(Data under study begins)
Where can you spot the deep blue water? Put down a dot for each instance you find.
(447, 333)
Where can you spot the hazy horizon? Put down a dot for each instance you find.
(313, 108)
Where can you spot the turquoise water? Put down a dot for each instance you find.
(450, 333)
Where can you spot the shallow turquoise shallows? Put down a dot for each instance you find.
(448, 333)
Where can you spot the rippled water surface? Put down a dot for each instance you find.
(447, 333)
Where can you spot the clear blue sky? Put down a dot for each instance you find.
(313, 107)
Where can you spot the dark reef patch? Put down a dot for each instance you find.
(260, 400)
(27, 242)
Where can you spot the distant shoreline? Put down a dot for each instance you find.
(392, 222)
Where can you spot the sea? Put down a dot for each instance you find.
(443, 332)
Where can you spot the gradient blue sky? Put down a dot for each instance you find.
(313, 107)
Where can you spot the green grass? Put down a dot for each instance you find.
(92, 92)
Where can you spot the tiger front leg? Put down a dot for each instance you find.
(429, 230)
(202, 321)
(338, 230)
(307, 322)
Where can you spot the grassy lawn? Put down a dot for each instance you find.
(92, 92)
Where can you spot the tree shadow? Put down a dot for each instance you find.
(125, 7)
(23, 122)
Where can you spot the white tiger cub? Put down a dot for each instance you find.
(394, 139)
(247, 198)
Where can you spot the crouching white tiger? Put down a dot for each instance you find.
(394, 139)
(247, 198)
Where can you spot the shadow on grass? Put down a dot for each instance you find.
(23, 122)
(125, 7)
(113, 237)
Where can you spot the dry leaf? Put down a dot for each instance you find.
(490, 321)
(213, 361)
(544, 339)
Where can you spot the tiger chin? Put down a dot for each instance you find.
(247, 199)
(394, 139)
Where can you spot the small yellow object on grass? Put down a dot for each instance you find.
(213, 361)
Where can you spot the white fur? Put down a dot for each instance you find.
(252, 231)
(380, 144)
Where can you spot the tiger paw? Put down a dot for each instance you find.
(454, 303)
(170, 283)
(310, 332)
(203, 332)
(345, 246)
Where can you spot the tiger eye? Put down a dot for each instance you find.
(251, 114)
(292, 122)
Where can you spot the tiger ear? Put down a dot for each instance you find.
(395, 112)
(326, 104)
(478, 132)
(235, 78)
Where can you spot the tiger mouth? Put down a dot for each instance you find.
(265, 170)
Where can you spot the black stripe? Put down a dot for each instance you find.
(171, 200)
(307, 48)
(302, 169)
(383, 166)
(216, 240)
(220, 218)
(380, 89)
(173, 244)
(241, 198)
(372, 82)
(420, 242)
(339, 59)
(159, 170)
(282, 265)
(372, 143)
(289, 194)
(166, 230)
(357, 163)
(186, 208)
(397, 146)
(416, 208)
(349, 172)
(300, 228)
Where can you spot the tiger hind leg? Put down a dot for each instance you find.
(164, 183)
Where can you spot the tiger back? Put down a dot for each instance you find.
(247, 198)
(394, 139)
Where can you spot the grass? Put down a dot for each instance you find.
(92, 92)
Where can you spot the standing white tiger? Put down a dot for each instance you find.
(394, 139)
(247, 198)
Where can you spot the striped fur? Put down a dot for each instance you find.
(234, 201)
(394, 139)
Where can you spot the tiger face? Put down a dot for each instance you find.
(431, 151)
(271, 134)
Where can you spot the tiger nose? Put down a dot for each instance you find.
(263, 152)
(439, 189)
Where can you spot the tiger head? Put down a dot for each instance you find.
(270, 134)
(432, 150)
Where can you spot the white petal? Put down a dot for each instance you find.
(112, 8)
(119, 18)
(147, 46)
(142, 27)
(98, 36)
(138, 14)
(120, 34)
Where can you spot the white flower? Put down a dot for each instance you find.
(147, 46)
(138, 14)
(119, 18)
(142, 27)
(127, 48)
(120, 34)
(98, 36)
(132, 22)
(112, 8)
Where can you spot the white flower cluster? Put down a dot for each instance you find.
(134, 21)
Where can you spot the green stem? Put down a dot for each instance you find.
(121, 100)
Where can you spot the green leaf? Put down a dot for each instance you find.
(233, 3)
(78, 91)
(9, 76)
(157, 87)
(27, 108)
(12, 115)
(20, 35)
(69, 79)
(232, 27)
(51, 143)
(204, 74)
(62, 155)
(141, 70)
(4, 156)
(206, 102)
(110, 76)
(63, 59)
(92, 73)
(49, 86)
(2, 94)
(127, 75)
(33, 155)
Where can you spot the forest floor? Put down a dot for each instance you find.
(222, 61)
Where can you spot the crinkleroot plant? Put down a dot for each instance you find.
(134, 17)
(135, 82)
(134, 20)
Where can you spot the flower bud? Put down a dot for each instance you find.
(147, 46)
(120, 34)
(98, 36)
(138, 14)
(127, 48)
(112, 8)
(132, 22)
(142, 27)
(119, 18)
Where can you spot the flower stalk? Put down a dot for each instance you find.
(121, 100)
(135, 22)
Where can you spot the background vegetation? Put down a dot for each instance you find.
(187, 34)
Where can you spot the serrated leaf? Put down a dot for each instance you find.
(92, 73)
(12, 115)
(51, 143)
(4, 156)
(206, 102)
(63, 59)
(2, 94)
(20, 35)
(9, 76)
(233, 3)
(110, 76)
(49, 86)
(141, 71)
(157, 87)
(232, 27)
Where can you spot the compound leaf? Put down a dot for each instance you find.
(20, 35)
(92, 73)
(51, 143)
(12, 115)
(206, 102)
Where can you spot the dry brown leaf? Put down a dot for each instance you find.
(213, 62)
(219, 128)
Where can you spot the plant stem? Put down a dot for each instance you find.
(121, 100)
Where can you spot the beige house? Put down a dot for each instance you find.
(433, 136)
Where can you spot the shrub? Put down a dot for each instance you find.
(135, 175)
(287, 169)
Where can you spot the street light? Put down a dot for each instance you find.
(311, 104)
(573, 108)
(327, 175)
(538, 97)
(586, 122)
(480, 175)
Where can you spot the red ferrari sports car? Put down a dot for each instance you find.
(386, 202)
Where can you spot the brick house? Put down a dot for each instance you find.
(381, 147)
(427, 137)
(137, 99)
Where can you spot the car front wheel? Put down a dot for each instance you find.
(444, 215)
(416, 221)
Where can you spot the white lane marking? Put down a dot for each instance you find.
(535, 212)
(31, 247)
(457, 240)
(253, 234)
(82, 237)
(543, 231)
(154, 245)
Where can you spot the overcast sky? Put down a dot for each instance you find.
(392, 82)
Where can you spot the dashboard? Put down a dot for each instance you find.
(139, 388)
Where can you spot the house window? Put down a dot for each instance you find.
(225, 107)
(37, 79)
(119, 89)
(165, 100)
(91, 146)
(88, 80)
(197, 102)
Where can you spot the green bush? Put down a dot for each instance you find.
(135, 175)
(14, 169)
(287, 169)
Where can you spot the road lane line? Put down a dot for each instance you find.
(Data under study ends)
Each line above must be output exactly as it stands.

Where can you spot the deep blue water? Put down a dot for each instance you find.
(447, 333)
Where can you spot the hazy horizon? Put down a dot for each instance you find.
(313, 108)
Where can you spot the turquoise water? Put down a dot for each instance you find.
(450, 333)
Where can you spot the shallow turquoise shallows? Put down a dot for each instance you find.
(448, 333)
Where can you spot the rippled water surface? Put down a dot for each instance you find.
(447, 333)
Where can you spot the clear blue sky? Put down a dot for each instance you find.
(313, 107)
Where can you spot the dark reef patch? Put down a dot for each instance you find.
(260, 400)
(27, 242)
Where can you spot the distant shoreline? Put down a dot for each instance you find.
(392, 222)
Where can you spot the sea? Put down a dot for each instance you find.
(443, 332)
Where can you spot the gradient blue sky? Put down a dot for each instance you find.
(313, 107)
Where can you spot the green grass? Put down a dot for each instance you find.
(92, 92)
Where can you spot the tiger front leg? Put down a dot for each instance you find.
(429, 230)
(202, 321)
(338, 230)
(307, 322)
Where can you spot the grassy lawn? Put down a dot for each instance you find.
(92, 92)
Where can you spot the tree shadow? Put down a dot for each instance you find.
(125, 7)
(23, 122)
Where can you spot the white tiger cub? Put down a dot for each instance you find.
(394, 139)
(247, 198)
Where can you spot the crouching white tiger? Put down a dot for each instance you find.
(394, 139)
(247, 198)
Where can you spot the shadow on grass? Put down a dot for each instance you find.
(23, 122)
(125, 7)
(113, 237)
Where can you spot the dry leaf? Put down a dot for each instance you find.
(490, 321)
(213, 361)
(544, 339)
Where can you spot the tiger chin? Put down a dot for each instance you find.
(247, 199)
(394, 139)
Where can you spot the small yellow object on grass? Put down a dot for each instance you find.
(213, 361)
Where can you spot the white fur? Put down a dot for each instance you find.
(252, 231)
(380, 144)
Where can you spot the tiger paw? Put down a dot for each instance you find.
(454, 303)
(170, 283)
(310, 332)
(203, 332)
(345, 246)
Where can you spot the tiger eye? Put down a dot for each instance you find.
(251, 114)
(292, 122)
Where can you spot the tiger ear? Put down a dot for each instance you find.
(395, 112)
(326, 104)
(478, 132)
(235, 78)
Where can you spot the tiger mouth? Put down a dot for each instance you find.
(265, 170)
Where can you spot the black stripe? Put down a dot for each instance you find.
(171, 200)
(307, 48)
(302, 169)
(383, 166)
(216, 240)
(220, 218)
(380, 89)
(173, 244)
(241, 198)
(372, 82)
(420, 242)
(339, 59)
(159, 170)
(282, 265)
(372, 143)
(289, 194)
(166, 230)
(357, 163)
(186, 208)
(397, 146)
(416, 208)
(349, 172)
(300, 228)
Where can you spot the tiger hind leg? Put down a dot for each instance you find.
(164, 183)
Where can you spot the tiger back? Put down a dot for each instance you find.
(247, 198)
(394, 139)
Where can you spot the grass? Put down a dot for each instance you find.
(92, 92)
Where can you spot the standing white tiger? Put down a dot for each instance you find.
(394, 139)
(247, 198)
Where can you spot the striped fur? Put down a dot for each instance you find.
(234, 201)
(394, 139)
Where can you spot the tiger face? Put down a dot for each instance you find.
(431, 151)
(271, 134)
Where can you spot the tiger nose? Put down a dot for each instance you find.
(263, 152)
(439, 189)
Where can you spot the tiger head? Put down a dot for each instance you find.
(270, 134)
(432, 150)
Where can you spot the white petal? Put down a dot for each instance you find.
(112, 8)
(119, 18)
(147, 46)
(142, 27)
(98, 36)
(138, 14)
(120, 34)
Where can you spot the white flower? Put down a dot for each instance you find.
(147, 46)
(138, 14)
(119, 18)
(142, 27)
(127, 48)
(120, 34)
(98, 36)
(132, 22)
(112, 8)
Where can you spot the white flower cluster? Put down a dot for each instance you find.
(134, 21)
Where can you spot the green stem? Put down a dot for each instance you find.
(121, 100)
Where can you spot the green leaf? Put down a dot for each instance you find.
(233, 3)
(78, 91)
(9, 76)
(157, 87)
(27, 108)
(12, 115)
(20, 35)
(69, 79)
(232, 27)
(51, 143)
(204, 74)
(62, 155)
(141, 70)
(4, 156)
(206, 102)
(110, 76)
(63, 59)
(92, 73)
(49, 86)
(2, 94)
(127, 75)
(33, 155)
Where can you spot the forest floor? Put down a dot for each instance you find.
(222, 61)
Where can you spot the crinkleroot plant? Put down a dot for each instance you find.
(134, 17)
(135, 82)
(134, 20)
Where can you spot the flower bud? Put down a dot for each instance you find.
(147, 46)
(120, 34)
(98, 36)
(138, 14)
(127, 48)
(112, 8)
(132, 22)
(142, 27)
(119, 18)
Where can you spot the flower stalk? Put down a dot for each instance you find.
(121, 100)
(135, 22)
Where can you spot the background vegetation? Put down a dot for each instance you find.
(187, 34)
Where can you spot the serrated leaf? Put down a dot for each instance you find.
(92, 73)
(12, 115)
(51, 143)
(4, 156)
(206, 102)
(63, 59)
(2, 94)
(20, 35)
(9, 76)
(233, 3)
(110, 76)
(49, 86)
(141, 71)
(157, 87)
(232, 27)
Where can you spot the compound leaf? Put down a dot for each instance you find.
(20, 35)
(92, 73)
(51, 143)
(12, 115)
(206, 102)
Where can you spot the dry brown leaf? Put down a dot for each instance you find.
(213, 62)
(219, 128)
Where can you spot the plant stem? Put down a dot for each instance you find.
(121, 100)
Where can you spot the beige house? Put down a dot for each instance you find.
(433, 136)
Where can you spot the shrub? Put down a dot for each instance you find.
(135, 175)
(287, 169)
Where can you spot the street light? Put down a dot for each instance you find.
(311, 104)
(573, 108)
(327, 175)
(538, 97)
(586, 122)
(480, 175)
Where can you spot the red ferrari sports car? Put down a dot for each instance you find.
(386, 202)
Where can you spot the brick house? Put down a dot for each instance you find.
(381, 147)
(427, 137)
(137, 99)
Where can you spot the car front wheel? Put down a dot for each instance you find.
(444, 215)
(416, 221)
Where can you spot the white lane marking? Put down a dot for each instance you find.
(535, 212)
(31, 247)
(457, 240)
(253, 234)
(82, 237)
(543, 231)
(154, 245)
Where can you spot the overcast sky? Put down a dot for each instance you find.
(392, 82)
Where can you spot the dashboard? Put down a dot for each instance you find.
(139, 388)
Where can you spot the house window? Put down a dot for each instance you find.
(225, 107)
(37, 79)
(119, 89)
(165, 100)
(91, 146)
(88, 80)
(197, 102)
Where can you spot the green bush? Put down a dot for each instance you find.
(135, 175)
(14, 169)
(287, 169)
Where can you spot the road lane line? Put down a dot for each instance you find.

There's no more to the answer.